- **EXERCISE MATERIAL**
☆ ☆ ☆ ☆ ☆

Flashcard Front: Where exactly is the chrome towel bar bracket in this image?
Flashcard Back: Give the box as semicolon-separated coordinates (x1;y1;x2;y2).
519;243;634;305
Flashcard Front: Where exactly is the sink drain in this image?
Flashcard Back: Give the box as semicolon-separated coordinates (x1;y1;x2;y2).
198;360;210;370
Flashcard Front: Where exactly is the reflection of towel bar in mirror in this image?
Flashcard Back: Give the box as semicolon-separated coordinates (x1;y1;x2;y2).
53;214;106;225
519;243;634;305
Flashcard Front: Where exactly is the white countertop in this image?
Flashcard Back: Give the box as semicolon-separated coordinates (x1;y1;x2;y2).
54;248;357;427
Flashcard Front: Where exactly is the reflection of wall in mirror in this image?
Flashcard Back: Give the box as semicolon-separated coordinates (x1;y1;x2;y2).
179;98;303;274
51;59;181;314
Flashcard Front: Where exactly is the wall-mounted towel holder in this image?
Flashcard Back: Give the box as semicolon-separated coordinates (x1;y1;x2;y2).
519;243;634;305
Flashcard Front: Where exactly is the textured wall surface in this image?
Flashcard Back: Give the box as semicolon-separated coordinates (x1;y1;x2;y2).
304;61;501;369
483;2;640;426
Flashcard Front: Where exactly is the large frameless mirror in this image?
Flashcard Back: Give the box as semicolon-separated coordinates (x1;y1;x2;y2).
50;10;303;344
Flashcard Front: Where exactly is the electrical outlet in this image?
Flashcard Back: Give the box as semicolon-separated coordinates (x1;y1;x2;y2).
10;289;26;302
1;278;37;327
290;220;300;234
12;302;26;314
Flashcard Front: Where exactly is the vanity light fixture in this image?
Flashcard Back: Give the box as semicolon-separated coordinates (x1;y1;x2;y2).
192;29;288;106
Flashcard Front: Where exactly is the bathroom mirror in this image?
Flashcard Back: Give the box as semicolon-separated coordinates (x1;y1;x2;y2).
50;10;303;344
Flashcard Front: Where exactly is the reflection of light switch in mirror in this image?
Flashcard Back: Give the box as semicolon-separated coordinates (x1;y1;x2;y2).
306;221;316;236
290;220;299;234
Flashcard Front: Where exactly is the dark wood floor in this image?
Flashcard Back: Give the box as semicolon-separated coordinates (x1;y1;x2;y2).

☆ ☆ ☆ ☆ ☆

- **WHAT THIS TASK INVOLVES**
Write out the records above again, keeping each one identical to the original.

- **OUTPUT FOR THIS EXERCISE**
Flashcard Front: Where exactly is the chrome towel bar bracket in this image?
Flashcard Back: Give the box as semicolon-separated coordinates (x1;y1;x2;y2).
519;243;634;305
Flashcard Front: Where exactly is the sink drain in this image?
Flashcard Back: Give the box as semicolon-separated coordinates (x1;y1;x2;y2).
198;360;210;370
Flashcard Front: Where exactly is the reflection of towel bar in mirror in this image?
Flashcard Back: Give the box as semicolon-separated coordinates (x1;y1;x2;y2).
53;214;106;225
519;243;634;305
Flashcard Front: Where exactly is the white countertop in this image?
Flashcard Back: Give the box as semicolon-separated coordinates (x1;y1;x2;y2).
54;248;357;427
Flashcard Front: Where exactly is the reflection of wall in mirror in this image?
Flashcard Back: Give the box as semicolon-separated coordinates (x1;y1;x2;y2).
179;98;303;274
51;59;181;314
Flashcard Front: Where exactly is the wall-mounted towel holder in this image?
Flashcard Back: Give the box as semicolon-separated coordinates (x1;y1;x2;y2).
519;243;634;305
Flashcard Front: Where exactly is the textured wall surface in this image?
Flashcard Back: Give the box as semicolon-separated coordinates (x1;y1;x2;y2).
304;61;501;369
483;2;640;426
Flashcard Front: Where exactly is the large frameless mirror in this image?
Flashcard Back: Give the box as semicolon-separated coordinates (x1;y1;x2;y2).
50;10;303;344
Flashcard Front: Where exactly is the electrical outlet in this image?
Flashcard Back: Give the box as semicolon-separated coordinates (x1;y1;x2;y2).
10;289;26;302
1;278;37;327
290;220;300;234
12;302;26;314
Flashcard Front: Where exactly is the vanity light fixture in this image?
Flashcard Back: Give the box as semicolon-separated coordinates (x1;y1;x2;y2).
192;29;288;106
Flashcard Front: Where exactly is the bathroom mirror in this image?
Flashcard Back: Give the box as semicolon-separated coordinates (x1;y1;x2;y2).
50;10;303;344
Flashcard Front: Where exactly is the reflection of light switch in mirror in this image?
Flashcard Back: Give the box as semicolon-separated coordinates (x1;y1;x2;y2).
306;221;316;236
290;220;299;234
Flashcard Front: Where exactly is the dark wood floor in this image?
Flashcard Back: Give the box as semicolon-separated coordinates (x1;y1;x2;y2).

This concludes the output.